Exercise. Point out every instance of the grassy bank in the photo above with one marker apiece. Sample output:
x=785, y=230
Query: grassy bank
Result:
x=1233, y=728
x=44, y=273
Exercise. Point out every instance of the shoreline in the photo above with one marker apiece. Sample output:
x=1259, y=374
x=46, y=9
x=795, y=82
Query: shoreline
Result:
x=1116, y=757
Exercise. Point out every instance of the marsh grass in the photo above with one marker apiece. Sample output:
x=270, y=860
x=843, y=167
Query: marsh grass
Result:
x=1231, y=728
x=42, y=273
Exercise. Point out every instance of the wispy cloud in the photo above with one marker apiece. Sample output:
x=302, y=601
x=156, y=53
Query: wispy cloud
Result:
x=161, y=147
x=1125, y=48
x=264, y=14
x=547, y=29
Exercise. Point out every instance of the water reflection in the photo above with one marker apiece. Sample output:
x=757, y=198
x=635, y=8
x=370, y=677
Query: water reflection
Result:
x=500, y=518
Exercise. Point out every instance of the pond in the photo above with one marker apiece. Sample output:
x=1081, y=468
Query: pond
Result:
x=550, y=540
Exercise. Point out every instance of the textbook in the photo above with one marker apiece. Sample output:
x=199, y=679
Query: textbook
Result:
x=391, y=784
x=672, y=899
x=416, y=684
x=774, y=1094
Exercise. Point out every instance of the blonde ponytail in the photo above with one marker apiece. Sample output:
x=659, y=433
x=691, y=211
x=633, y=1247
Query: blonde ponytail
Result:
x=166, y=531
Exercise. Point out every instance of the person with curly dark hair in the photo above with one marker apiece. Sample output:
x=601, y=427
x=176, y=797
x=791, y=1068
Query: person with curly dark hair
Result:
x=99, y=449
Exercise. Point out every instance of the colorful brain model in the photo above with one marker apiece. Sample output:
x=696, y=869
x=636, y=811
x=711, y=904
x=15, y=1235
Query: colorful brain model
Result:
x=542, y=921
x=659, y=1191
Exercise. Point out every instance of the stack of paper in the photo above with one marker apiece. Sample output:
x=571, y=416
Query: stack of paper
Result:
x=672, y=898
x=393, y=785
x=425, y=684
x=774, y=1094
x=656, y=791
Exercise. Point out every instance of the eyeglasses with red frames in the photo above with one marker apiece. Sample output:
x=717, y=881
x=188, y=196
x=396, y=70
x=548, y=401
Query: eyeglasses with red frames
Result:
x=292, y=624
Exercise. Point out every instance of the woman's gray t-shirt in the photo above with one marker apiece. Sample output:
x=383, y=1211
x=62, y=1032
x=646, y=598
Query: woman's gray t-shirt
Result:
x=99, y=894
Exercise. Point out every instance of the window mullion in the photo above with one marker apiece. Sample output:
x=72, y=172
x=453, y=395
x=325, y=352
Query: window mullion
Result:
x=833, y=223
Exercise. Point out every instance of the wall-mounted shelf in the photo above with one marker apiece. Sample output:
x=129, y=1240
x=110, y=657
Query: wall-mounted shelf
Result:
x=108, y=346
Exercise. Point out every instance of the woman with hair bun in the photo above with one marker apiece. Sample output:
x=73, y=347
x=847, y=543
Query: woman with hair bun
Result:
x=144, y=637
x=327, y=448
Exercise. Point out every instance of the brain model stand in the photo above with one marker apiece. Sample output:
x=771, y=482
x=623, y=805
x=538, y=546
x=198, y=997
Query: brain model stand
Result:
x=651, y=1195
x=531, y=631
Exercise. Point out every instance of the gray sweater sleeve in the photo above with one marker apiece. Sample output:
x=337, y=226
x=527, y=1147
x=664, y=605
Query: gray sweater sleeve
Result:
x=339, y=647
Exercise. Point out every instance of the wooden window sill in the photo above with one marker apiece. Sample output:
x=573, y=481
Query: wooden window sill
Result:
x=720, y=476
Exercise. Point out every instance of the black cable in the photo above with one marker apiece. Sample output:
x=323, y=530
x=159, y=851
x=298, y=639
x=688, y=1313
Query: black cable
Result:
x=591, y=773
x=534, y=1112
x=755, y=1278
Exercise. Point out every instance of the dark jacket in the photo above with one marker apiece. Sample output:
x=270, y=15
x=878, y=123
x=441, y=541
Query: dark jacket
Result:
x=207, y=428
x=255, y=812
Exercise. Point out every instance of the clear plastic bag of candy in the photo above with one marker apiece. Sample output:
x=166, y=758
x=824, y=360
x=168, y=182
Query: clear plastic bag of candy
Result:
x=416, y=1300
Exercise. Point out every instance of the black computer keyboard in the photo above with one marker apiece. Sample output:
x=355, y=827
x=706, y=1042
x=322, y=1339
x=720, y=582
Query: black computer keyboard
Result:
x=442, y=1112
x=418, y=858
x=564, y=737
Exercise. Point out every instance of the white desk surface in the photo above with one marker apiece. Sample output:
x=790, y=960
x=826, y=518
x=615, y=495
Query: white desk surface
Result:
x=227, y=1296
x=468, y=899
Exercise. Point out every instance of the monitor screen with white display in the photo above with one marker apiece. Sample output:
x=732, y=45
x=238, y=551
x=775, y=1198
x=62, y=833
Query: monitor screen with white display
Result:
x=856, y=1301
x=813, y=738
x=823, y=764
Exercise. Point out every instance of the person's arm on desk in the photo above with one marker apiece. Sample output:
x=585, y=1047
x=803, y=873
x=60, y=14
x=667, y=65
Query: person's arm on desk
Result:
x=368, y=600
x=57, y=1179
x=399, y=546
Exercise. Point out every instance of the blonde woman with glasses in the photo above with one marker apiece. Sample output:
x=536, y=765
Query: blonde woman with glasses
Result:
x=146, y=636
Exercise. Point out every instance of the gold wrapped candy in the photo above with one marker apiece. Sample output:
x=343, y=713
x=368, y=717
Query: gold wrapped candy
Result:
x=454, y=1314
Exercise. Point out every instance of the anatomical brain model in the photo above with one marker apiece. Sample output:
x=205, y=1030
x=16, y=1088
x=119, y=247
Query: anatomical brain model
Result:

####

WORK TASK> With no alteration of any kind, give the data again in full.

WRITTEN SOLUTION>
Exercise. Point out every instance of the grassy bank in the photo above with one marker apiece. Sample output:
x=785, y=230
Query: grassy bank
Result:
x=1233, y=728
x=44, y=273
Exercise. Point out every instance of the shoreline in the photo above with one marker apiece. Sample output:
x=1259, y=374
x=46, y=9
x=795, y=82
Query: shoreline
Result:
x=1116, y=757
Exercise. Point out every instance of the marsh grass in the photo above with one marker apiece. Sample output:
x=270, y=860
x=843, y=167
Query: marsh grass
Result:
x=1231, y=728
x=42, y=273
Exercise. Point out every instance of the wispy cloud in the photo above with one marker apiece. Sample output:
x=302, y=601
x=156, y=53
Query: wispy cloud
Result:
x=161, y=147
x=1125, y=48
x=264, y=14
x=547, y=29
Exercise. Point out every instance of the water reflection in the photo above with one marker apiece. Sample output:
x=757, y=198
x=635, y=8
x=370, y=677
Query: water reflection
Result:
x=500, y=518
Exercise. Point out every instance of the pond in the photo above with one marker apiece. Sample output:
x=1081, y=468
Query: pond
Result:
x=550, y=540
Exercise. Point out every instance of the textbook in the photo above with one marker apiece. Sample output:
x=199, y=679
Query: textbook
Result:
x=391, y=784
x=672, y=899
x=416, y=684
x=774, y=1094
Exercise. Point out every instance of the blonde ponytail in the photo above with one marker apiece. Sample output:
x=659, y=433
x=691, y=211
x=633, y=1247
Query: blonde ponytail
Result:
x=166, y=531
Exercise. Point out every instance of the person with curly dark hair in the photo above with one marker apiece. Sample output:
x=601, y=427
x=176, y=797
x=791, y=1068
Query: person with curly dark hair
Result:
x=99, y=449
Exercise. Point out every instance of the colorful brain model in the photo above with one marker apiece. Sample output:
x=696, y=869
x=636, y=811
x=711, y=904
x=15, y=1235
Query: colorful brain model
Result:
x=542, y=921
x=659, y=1191
Exercise. Point out every instance of the stack of paper in the photo above with one marker apiece. Sample output:
x=571, y=416
Query: stack of paper
Result:
x=672, y=898
x=393, y=785
x=425, y=684
x=774, y=1094
x=656, y=791
Exercise. Point out every instance of the eyeglasses with red frames in the photo above with one marker apiece. Sample output:
x=717, y=881
x=188, y=196
x=396, y=70
x=548, y=401
Query: eyeglasses with red frames
Result:
x=292, y=624
Exercise. Point out every instance of the woman's gray t-shirt in the photo above with one marker apiece. Sample output:
x=383, y=1211
x=62, y=1032
x=646, y=598
Query: woman's gray t-shirt
Result:
x=99, y=894
Exercise. Point out every instance of the window mullion in the photo above with one marker apiece. Sample output:
x=72, y=172
x=453, y=395
x=325, y=352
Query: window mullion
Result:
x=833, y=223
Exercise. Point out every instance of the wall-mounted shelf in the photo above with one marker apiece. Sample output:
x=129, y=1240
x=110, y=657
Query: wall-mounted shelf
Result:
x=108, y=346
Exercise. Point out every instance of the woman with hair bun in the photo above with one marker apiece. Sample output:
x=73, y=347
x=847, y=543
Query: woman with hair bun
Result:
x=144, y=637
x=327, y=448
Exercise. Point out every instance of the brain model stand in the photo above with one marker apiece. Sample output:
x=771, y=482
x=623, y=805
x=538, y=546
x=198, y=997
Query: brain model stand
Result:
x=651, y=1195
x=531, y=631
Exercise. Point out every instance of the gray sweater sleeve in the photo above with one marker apiece. Sample output:
x=337, y=226
x=527, y=1147
x=664, y=605
Query: gray sweater sleeve
Result:
x=339, y=647
Exercise. Point out every instance of the wooden window sill in the photo above with one marker apiece. Sample output:
x=573, y=481
Query: wooden window sill
Result:
x=720, y=476
Exercise. Point out every instance of the black cable in the photo above with one marker apiece. Sample output:
x=323, y=530
x=159, y=851
x=298, y=639
x=688, y=1313
Query: black cable
Result:
x=591, y=773
x=534, y=1112
x=755, y=1278
Exercise. Point out every instance of the dark jacket in the photo above with one marker apiece. Sample output:
x=270, y=15
x=878, y=123
x=441, y=541
Query: dark jacket
Result:
x=207, y=428
x=255, y=812
Exercise. Point out every instance of the clear plastic bag of candy in the photo above with one marker apiece. Sample output:
x=166, y=758
x=824, y=360
x=168, y=182
Query: clear plastic bag of candy
Result:
x=416, y=1300
Exercise. Point out every instance of the black computer keyboard in the photo above with one marker apiece. Sample output:
x=355, y=827
x=706, y=1042
x=322, y=1339
x=720, y=582
Query: black computer keyboard
Result:
x=442, y=1112
x=418, y=858
x=564, y=737
Exercise. Point out every instance of the white desk surface in the photo above with one marker apiece. Sample output:
x=790, y=960
x=826, y=518
x=615, y=495
Query: white desk surface
Result:
x=227, y=1296
x=468, y=899
Exercise. Point out every instance of the monitor screen with white display in the photo above with one marker apiece. Sample output:
x=732, y=45
x=238, y=551
x=775, y=1198
x=62, y=833
Query: monitor screen with white display
Result:
x=856, y=1301
x=813, y=738
x=823, y=764
Exercise. Point out every instance of the person's arm on desk in the photo above with one marker apiece. Sample output:
x=585, y=1047
x=803, y=873
x=60, y=14
x=667, y=65
Query: person's arm on desk
Result:
x=368, y=600
x=57, y=1179
x=399, y=546
Exercise. Point out every instance of the blonde woman with glasses in the photo above with one marker apiece. Sample output:
x=536, y=765
Query: blonde woman with glasses
Result:
x=146, y=636
Exercise. Point out every instance of the gold wrapped candy in the photo above with one marker apiece. Sample output:
x=343, y=713
x=368, y=717
Query: gold wrapped candy
Result:
x=454, y=1314
Exercise. Point out every instance of the anatomical brain model in the photo above with one marker apiece. Sample output:
x=205, y=1030
x=16, y=1088
x=119, y=247
Query: anatomical brain model
Result:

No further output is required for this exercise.